# GIVEN PASSAGE:
+++++
Technical Musings: September 2013

In this blog post, I want to talk about various java references. In java there are four types of references

Strong Reference
Soft Reference
Weak Reference
Phantom Reference

The strongest of these four is Strong Reference and the weakest is Phantom Reference. I am not going to talk about the Strong Reference as that is your normal reference but concentrate on the other three reference as that is more interesting.

There are lot of links available that describe the three references but I could not find a post that has code sample explaining the behaviour of them. Hopefully this post will supplement the other posts in your understanding of references. One good link that you should read is this https://weblogs.java.net/blog/2006/05/04/understanding-weak-references. This link explains all the references types in details as such I will not try to explain them but try to supplement them with code samples

Soft Reference

Soft Reference is a reference that is weaker than Strong reference as such JVM will only garbage collect it when it is running out of memory. I will quote a line from the javadoc that would be of our interest http://docs.oracle.com/javase/7/docs/api/java/lang/ref/SoftReference.html

All soft references to softly-reachable objects are guaranteed to have been cleared before the virtual machine throws an OutOfMemoryError

Ok, let us test this. I will have a object named Person as shown below

public class Person {
    private final String name;
    private final int age;

    public Person(final String name, final int age) {
        this.name = name;
        this.age = age;
    }

    public String getName() {
        return name;
    }

    public int getAge() {
        return age;
    }

    @Override
    public String toString() {
        return "Person [name=" + name + ", age=" + age + "]";
    }
}

So, what we will do in our test case is to create a multiple instances of Person object causing it to reclaim the Soft Reference when it is reaching out of memory error

        
        Map <String,SoftReference<Person>> map = new HashMap<String,SoftReference<Person>>();         
        Person person = new Person("tabiul", 35);
        map.put("tabiul",new SoftReference<Person>(person));
        for(int i = 0 ; i < 30000; i++){
            SoftReference<Person> ref = new SoftReference<Person>(new Person("tabiul" + i, 35));
            map.put("tabiul" + i, ref);
            
        }
        System.out.println(map.size());
        System.out.println(map.get("tabiul").get());

Running the above code with the java option -Xms 2m -Xmx 2m we get the correct output

   3001
   Person [name=tabiul, age=35]

But, now if we change the loop from 3000 to let say 4000, the output is as below

   
   4001
   null

As you can see now, as the JVM is reaching its memory limit it garbage collected some of the Soft Reference. So, now the question when is should I use Soft Reference. A good answer is from the javadoc for SoftReference

Direct instances of this class may be used to implement simple caches; this class or derived subclasses may also be used in larger data structures to implement more sophisticated caches. As long as the referent of a soft reference is strongly reachable, that is, is actually in use, the soft reference will not be cleared. Thus a sophisticated cache can, for example, prevent its most recently used entries from being discarded by keeping strong referents to those entries, leaving the remaining entries to be discarded at the discretion of the garbage collector.
+++++
(A few rows)
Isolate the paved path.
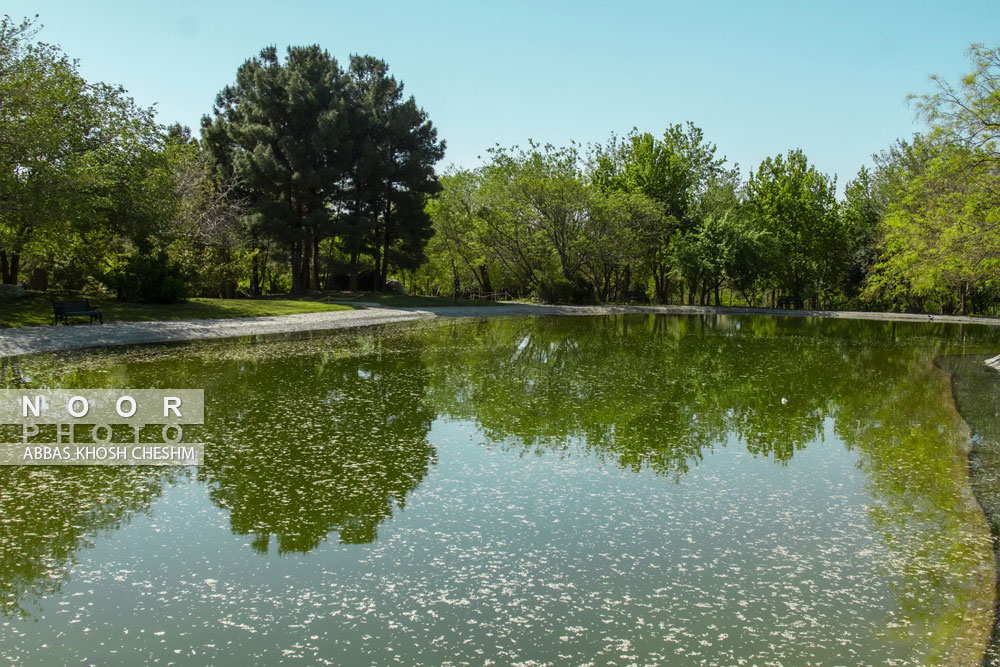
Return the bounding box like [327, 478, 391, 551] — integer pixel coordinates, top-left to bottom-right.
[0, 303, 1000, 357]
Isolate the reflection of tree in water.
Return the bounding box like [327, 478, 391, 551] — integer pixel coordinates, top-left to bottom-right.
[427, 316, 991, 660]
[189, 333, 434, 552]
[0, 466, 164, 616]
[428, 316, 944, 474]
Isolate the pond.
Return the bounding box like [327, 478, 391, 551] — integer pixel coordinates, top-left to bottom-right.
[0, 315, 1000, 665]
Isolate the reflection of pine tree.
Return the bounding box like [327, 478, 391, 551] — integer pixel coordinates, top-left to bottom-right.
[201, 328, 434, 552]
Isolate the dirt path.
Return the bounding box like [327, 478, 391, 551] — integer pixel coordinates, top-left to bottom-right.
[0, 303, 1000, 357]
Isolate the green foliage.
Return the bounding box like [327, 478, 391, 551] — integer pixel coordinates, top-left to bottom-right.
[0, 16, 159, 283]
[202, 46, 444, 291]
[105, 250, 188, 303]
[746, 150, 845, 306]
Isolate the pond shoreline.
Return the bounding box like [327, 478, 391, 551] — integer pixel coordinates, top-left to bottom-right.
[0, 303, 1000, 357]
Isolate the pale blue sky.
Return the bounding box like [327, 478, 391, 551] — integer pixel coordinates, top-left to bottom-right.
[2, 0, 1000, 189]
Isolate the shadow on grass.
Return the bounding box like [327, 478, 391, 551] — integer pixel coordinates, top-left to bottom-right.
[0, 291, 361, 328]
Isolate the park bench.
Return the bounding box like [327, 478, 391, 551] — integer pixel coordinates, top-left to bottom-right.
[625, 290, 649, 306]
[52, 299, 104, 324]
[778, 296, 802, 310]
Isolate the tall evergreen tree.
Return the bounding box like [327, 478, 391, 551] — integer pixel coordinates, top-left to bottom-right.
[202, 46, 350, 291]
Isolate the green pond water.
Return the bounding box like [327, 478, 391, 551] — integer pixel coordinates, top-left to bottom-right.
[0, 315, 1000, 665]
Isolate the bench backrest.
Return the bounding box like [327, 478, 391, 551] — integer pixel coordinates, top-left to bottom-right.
[52, 299, 93, 313]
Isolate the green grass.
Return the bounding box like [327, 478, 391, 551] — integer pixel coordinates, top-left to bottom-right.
[0, 291, 356, 328]
[310, 292, 504, 308]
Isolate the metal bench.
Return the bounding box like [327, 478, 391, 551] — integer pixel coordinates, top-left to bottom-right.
[52, 299, 104, 324]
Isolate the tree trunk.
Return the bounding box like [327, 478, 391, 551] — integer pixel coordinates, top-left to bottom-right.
[312, 236, 321, 290]
[250, 241, 261, 296]
[290, 241, 302, 292]
[0, 250, 21, 285]
[347, 252, 358, 292]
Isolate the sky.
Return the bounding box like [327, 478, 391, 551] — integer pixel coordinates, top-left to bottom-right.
[2, 0, 1000, 191]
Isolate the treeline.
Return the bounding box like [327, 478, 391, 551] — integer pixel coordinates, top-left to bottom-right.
[420, 47, 1000, 314]
[0, 11, 1000, 313]
[0, 17, 444, 301]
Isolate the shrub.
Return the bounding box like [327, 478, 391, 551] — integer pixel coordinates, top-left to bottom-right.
[537, 276, 597, 304]
[104, 251, 188, 303]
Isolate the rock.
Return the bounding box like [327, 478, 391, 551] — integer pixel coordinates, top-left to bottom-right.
[985, 354, 1000, 371]
[0, 285, 28, 299]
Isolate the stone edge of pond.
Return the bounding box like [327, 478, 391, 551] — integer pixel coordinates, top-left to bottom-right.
[932, 356, 1000, 667]
[0, 303, 1000, 365]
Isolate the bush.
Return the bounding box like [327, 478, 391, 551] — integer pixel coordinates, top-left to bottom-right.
[538, 277, 573, 303]
[104, 251, 188, 303]
[537, 276, 597, 304]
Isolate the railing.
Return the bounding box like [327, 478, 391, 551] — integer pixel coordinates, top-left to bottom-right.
[455, 289, 515, 301]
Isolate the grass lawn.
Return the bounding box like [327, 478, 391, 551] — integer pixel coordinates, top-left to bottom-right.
[0, 291, 356, 328]
[308, 292, 516, 308]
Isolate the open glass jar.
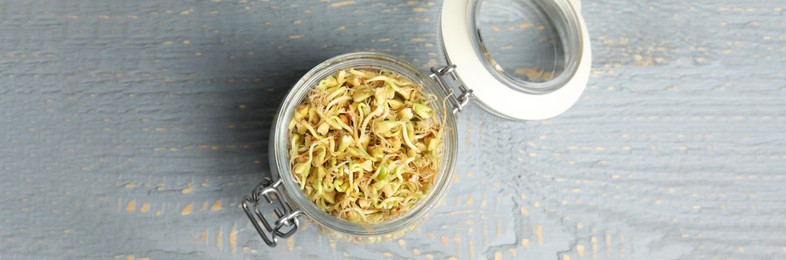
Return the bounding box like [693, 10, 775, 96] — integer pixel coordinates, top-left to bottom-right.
[242, 0, 591, 246]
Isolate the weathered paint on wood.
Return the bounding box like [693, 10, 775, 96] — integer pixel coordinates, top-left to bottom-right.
[0, 0, 786, 260]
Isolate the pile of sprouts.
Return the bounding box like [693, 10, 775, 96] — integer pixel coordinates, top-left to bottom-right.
[288, 68, 445, 223]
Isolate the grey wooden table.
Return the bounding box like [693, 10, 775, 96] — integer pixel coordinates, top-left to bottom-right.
[0, 0, 786, 260]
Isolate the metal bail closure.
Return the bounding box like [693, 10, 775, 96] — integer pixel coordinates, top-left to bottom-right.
[241, 177, 303, 247]
[429, 64, 472, 114]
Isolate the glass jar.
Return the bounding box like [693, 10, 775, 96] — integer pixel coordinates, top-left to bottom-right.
[241, 0, 590, 246]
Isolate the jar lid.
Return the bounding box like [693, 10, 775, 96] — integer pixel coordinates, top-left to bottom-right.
[441, 0, 592, 120]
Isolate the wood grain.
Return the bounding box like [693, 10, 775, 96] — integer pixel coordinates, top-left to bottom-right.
[0, 0, 786, 260]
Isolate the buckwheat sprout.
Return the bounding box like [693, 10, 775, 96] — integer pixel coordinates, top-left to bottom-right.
[288, 68, 447, 224]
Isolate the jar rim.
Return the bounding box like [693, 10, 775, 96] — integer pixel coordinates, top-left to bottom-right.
[269, 52, 457, 236]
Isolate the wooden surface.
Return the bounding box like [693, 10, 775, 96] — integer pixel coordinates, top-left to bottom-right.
[0, 0, 786, 260]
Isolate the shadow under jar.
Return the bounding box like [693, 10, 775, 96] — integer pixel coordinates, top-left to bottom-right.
[242, 0, 591, 246]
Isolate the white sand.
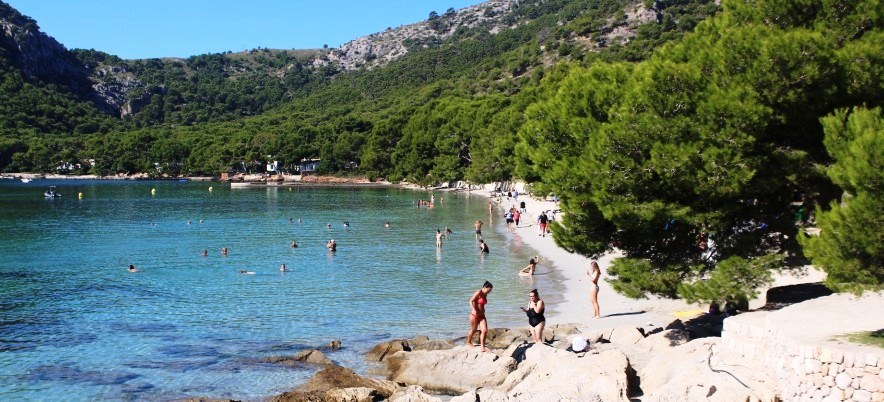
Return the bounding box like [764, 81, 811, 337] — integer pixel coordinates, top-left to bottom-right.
[480, 190, 823, 330]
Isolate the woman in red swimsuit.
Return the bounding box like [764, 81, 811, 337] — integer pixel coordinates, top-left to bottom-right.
[467, 281, 494, 352]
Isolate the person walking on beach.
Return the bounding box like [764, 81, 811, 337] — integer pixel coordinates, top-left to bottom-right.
[519, 255, 540, 276]
[479, 240, 489, 254]
[436, 229, 443, 248]
[520, 289, 546, 343]
[585, 261, 602, 319]
[467, 281, 494, 352]
[537, 211, 549, 237]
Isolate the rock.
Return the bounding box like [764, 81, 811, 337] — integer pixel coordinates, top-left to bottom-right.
[485, 328, 532, 349]
[544, 324, 581, 342]
[640, 338, 776, 402]
[408, 335, 430, 346]
[384, 346, 516, 394]
[608, 325, 645, 344]
[663, 318, 685, 329]
[411, 339, 455, 351]
[365, 339, 411, 362]
[294, 349, 335, 366]
[498, 344, 632, 402]
[638, 329, 691, 352]
[270, 366, 399, 402]
[390, 385, 442, 402]
[450, 388, 516, 402]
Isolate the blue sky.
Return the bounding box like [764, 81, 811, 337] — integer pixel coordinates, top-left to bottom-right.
[3, 0, 482, 59]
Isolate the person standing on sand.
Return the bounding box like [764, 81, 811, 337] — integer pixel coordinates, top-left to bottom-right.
[520, 289, 546, 343]
[585, 261, 602, 319]
[467, 281, 494, 352]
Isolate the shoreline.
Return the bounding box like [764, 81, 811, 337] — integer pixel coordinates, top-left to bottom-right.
[470, 186, 825, 331]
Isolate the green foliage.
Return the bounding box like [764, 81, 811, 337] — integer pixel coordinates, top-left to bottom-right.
[516, 1, 881, 300]
[800, 107, 884, 292]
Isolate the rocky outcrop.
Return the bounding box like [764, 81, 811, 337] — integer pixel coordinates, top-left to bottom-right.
[385, 346, 517, 395]
[500, 344, 632, 401]
[322, 0, 518, 71]
[365, 339, 411, 362]
[270, 366, 399, 402]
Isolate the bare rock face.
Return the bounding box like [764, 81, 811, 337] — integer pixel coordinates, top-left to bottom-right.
[484, 328, 532, 349]
[608, 325, 645, 344]
[365, 339, 411, 362]
[390, 385, 442, 402]
[500, 344, 632, 402]
[385, 346, 516, 395]
[451, 388, 516, 402]
[269, 366, 399, 402]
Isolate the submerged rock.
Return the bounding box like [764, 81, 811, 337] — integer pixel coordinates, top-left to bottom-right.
[385, 346, 516, 395]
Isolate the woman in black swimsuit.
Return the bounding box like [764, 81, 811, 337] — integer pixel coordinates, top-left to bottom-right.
[522, 289, 546, 343]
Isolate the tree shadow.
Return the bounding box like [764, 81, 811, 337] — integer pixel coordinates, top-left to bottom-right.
[759, 282, 832, 311]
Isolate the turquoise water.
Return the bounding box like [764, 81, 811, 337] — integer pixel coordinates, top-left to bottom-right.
[0, 180, 559, 400]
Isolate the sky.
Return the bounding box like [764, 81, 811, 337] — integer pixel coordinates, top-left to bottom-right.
[2, 0, 482, 59]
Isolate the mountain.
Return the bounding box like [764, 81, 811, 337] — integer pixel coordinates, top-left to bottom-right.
[0, 0, 717, 176]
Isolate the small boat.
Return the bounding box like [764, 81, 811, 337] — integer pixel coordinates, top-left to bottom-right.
[43, 186, 61, 198]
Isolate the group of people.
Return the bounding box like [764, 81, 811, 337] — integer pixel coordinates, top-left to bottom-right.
[466, 256, 602, 352]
+++++
# WORK TO DO:
Answer yes or no to whether each statement agrees with the blog post on Java references above, and quote the deciding words from the post. 1. Java has four types of references. 2. The post mainly discusses the Strong Reference. 3. According to the quoted javadoc, a soft reference is not cleared while its referent is strongly reachable.

# EXERCISE ANSWER:
1. Yes: "In java there are four types of references"
2. No: "I am not going to talk about the Strong Reference as that is your normal reference"
3. Yes: "As long as the referent of a soft reference is strongly reachable, that is, is actually in use, the soft reference will not be cleared."